[DOCUMENT TEXT Boundary: Start]

Waiting for Approval

I’ll know by Monday whether I can leave for India after New Year. I’m waiting for funding. For permission to take a very short leave of absence.

I haven’t been excited about it. I have sent emails. Checked to see if my vaccinations are up to date. But I haven’t hoped really. I’m still waiting for approval. Waiting for someone to say: this is a good idea; this you should do; this you can do. I am trying to sort all this out in my head – how my suppression of enthusiasm is related to everything else in my life.

I blame all those mailers I got in college saying I was “pre-approved” for credit; a kind of freedom/privilege and a god-awful pressure to meet expectations as a consumer. A glowing letter of recommendation opens a door but demands a tap dance.

What if I don’t learn anything in India? What if my head just keeps spinning and I interrogate every bit of inspiration to root out potential cultural appropriation as an exercise in avoidance?

I just gave a brief lecture to the students last week about procrastination and the theory of immunity to change. How we would rather take an incomplete than a failing grade. Even when failing is the only option for a second chance to pass.

That is the daily dose of naval gazing.

The Process Journal

I have six more scenes to write for the students. We did a read-through of the first two acts yesterday and I’ve never had a class so skilled at improvisational translation. I’ve never had a class approach one of my scripts with such trust. The characters they created are my puppets at this stage. I am very curious about how this project will turn out. We talk about working outside/in or inside/out as actors. Which (in my opinion) isn’t a real thing anyway. Here the students and I seem to be playing a game of tennis to make the characters come to life. They give, I give. I am not sure why this year, this project, seems so different. More collaborative in spirit, though not in fact.

[DOCUMENT TEXT Boundary: End]
[MATERIAL SHOWN Boundary: Start]

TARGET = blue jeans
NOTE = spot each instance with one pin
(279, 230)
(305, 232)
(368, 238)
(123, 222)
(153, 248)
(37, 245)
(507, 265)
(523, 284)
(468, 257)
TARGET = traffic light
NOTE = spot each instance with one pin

[MATERIAL SHOWN Boundary: End]

WORK ORDER A: Do these statements agree with the journal entry about waiting for approval? Answer yes or no for each and quote the deciding words. (i) The writer will know by Monday whether the trip to India can go ahead. (ii) The writer has been excited about the trip. (iii) The writer has four more scenes to write for the students.
WORK ORDER B: Carry the journal entry about waiting for approval forward from its last sentence.

TASK ANSWER A:
(i) Yes: "I’ll know by Monday whether I can leave for India after New Year."
(ii) No: "I haven’t been excited about it."
(iii) No: "I have six more scenes to write for the students."

TASK ANSWER B:
After New Year, they’ll begin to work to embody the characters. Some scenes will be Brecht-inspired (as is the entire play). So embodied in the way that a sock puppet is embodied by a hand. In other scenes, I will ask them for an abstraction of the character’s movements where the essence of the character is disembodied. And in some scenes, I will ask for more. I will ask them to invest in “physical action” until it they begin playing the way a professional tennis player handles herself on the court. Flowing seamlessly between the mind and the body. Maybe one could say in this case the minds and the body.

That’s a lot put on their shoulders.

The thing is: how you do give someone pre-approval without creating daunting expectations?